(Rows drawn from a dataset)

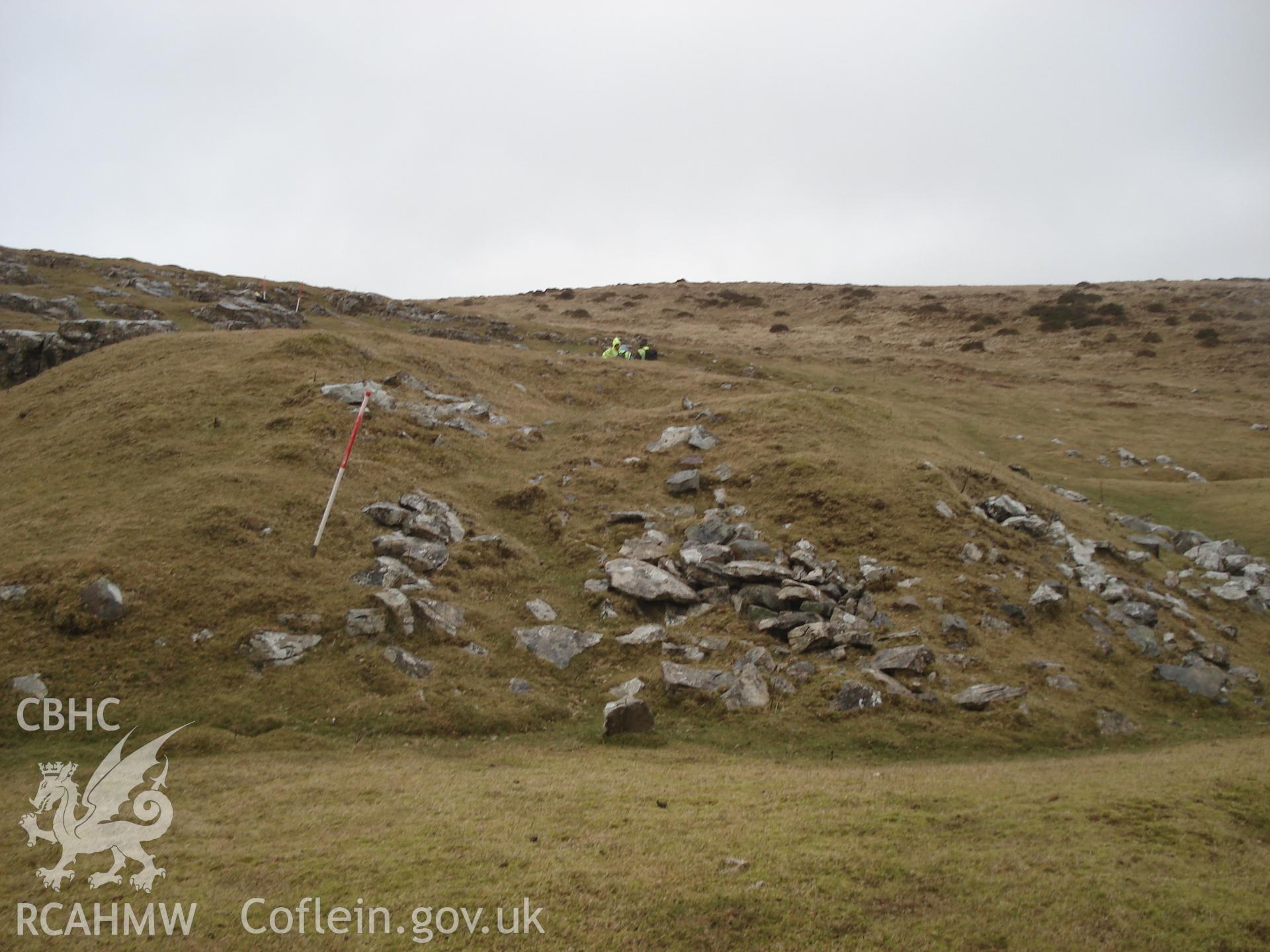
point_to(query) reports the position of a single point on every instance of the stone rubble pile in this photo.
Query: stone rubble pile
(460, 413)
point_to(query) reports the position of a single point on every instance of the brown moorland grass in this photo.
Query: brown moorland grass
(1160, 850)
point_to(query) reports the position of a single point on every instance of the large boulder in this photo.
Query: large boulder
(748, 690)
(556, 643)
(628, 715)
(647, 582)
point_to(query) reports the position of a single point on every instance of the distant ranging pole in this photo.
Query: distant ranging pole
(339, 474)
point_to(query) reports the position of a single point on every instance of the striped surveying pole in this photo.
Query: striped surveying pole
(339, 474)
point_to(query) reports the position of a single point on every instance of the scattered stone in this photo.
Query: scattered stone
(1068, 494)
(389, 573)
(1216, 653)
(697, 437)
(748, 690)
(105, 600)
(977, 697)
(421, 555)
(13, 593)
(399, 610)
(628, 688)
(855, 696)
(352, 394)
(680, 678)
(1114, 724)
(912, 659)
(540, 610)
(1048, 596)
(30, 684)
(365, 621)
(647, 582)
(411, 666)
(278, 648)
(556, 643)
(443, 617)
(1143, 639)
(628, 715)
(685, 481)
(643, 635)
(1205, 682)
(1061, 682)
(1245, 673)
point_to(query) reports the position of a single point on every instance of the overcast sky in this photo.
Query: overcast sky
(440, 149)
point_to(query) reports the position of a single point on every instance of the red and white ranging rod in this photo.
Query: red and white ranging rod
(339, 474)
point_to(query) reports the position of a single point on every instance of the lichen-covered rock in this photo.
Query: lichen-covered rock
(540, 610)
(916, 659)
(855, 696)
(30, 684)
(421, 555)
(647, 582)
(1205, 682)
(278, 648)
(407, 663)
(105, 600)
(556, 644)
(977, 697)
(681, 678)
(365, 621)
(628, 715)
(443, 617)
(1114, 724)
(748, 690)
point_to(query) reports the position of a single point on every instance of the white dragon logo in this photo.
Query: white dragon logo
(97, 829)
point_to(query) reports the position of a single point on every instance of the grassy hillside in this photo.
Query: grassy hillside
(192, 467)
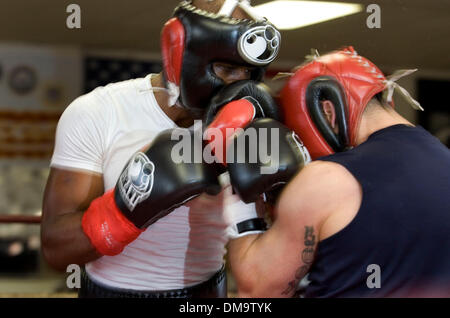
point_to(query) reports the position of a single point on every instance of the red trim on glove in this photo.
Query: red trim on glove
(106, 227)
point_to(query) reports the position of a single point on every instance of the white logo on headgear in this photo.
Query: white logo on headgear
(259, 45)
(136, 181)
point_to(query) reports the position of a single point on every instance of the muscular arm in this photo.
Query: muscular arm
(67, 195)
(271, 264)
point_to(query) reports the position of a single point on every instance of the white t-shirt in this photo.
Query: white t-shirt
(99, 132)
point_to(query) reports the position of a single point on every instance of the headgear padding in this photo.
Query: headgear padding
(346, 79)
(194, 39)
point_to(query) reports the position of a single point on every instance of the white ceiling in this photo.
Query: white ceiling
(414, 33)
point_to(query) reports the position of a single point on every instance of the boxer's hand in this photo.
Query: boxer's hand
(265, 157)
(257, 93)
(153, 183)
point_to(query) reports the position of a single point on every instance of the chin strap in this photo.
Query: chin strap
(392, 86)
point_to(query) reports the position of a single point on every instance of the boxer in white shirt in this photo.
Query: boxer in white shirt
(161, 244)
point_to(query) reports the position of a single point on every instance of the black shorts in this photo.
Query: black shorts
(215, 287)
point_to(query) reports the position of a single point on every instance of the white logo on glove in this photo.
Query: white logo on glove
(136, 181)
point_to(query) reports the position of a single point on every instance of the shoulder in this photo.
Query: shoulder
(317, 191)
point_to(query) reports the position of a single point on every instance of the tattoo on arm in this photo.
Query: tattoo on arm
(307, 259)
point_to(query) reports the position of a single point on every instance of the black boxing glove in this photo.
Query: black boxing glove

* * *

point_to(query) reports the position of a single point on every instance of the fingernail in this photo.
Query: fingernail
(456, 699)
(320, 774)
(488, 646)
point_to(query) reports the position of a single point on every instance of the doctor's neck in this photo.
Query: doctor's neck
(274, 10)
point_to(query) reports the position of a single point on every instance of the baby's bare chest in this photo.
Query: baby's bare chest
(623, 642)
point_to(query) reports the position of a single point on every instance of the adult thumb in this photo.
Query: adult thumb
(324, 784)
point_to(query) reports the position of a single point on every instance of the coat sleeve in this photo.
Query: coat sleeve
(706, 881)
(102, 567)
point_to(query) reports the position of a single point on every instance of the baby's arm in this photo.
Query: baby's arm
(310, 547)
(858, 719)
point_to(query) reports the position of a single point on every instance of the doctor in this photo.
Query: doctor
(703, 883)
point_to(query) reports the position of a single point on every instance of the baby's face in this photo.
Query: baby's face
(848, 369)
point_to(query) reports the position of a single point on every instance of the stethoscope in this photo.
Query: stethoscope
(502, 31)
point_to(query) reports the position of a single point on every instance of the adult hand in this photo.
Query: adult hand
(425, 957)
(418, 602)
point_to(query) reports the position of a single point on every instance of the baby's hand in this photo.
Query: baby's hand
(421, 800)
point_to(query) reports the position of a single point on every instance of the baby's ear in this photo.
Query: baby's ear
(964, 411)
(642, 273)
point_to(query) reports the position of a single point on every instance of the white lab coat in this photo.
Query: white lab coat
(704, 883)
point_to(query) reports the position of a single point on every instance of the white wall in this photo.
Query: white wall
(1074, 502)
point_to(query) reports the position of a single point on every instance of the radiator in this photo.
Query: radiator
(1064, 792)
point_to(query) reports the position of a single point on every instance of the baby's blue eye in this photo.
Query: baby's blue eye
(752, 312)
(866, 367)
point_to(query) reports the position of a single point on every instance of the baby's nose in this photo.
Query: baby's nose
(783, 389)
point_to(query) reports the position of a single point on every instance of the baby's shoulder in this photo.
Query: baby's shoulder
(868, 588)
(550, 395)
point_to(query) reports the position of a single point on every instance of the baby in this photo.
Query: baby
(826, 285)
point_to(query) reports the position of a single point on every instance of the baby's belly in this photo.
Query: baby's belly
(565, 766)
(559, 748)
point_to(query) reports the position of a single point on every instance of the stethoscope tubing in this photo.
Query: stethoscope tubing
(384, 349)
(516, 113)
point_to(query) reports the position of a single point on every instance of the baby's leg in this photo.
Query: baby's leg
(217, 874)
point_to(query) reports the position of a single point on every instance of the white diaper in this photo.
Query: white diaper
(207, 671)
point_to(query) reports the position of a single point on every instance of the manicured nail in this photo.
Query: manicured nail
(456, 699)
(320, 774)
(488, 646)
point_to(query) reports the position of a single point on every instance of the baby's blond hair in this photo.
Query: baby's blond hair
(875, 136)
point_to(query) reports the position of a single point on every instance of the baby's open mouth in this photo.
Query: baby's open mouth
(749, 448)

**Given task**
Report every line of the entries above that contains the string "trim". Treat uppercase and lowercase letters as distinct when matching.

**Finished answer**
point_to(query) reports the position of a single point on every instance of the red trim on glove in this photo.
Query: red trim on glove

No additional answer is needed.